Aim of the task: Could you collect every line of the records below that contains the string "logo" and copy each one out?

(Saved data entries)
============================================================
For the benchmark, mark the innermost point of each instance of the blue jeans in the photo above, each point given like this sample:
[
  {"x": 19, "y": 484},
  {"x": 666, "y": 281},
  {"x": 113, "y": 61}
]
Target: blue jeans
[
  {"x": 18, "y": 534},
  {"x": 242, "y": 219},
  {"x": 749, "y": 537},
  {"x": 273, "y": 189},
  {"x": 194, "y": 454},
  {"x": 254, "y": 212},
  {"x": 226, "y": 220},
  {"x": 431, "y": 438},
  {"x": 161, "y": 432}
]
============================================================
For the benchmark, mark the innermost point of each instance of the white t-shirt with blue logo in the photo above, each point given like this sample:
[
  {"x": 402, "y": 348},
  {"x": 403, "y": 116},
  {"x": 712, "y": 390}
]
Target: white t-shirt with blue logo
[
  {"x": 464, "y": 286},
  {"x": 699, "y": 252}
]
============================================================
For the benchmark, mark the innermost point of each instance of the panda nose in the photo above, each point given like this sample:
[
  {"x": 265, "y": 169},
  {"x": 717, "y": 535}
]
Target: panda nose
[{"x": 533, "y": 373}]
============================================================
Output of the task:
For the benchmark, mark the innermost point of each instance of the white t-shirt with blue logo in the photo above, each point given like this sample:
Target: white t-shirt with blue logo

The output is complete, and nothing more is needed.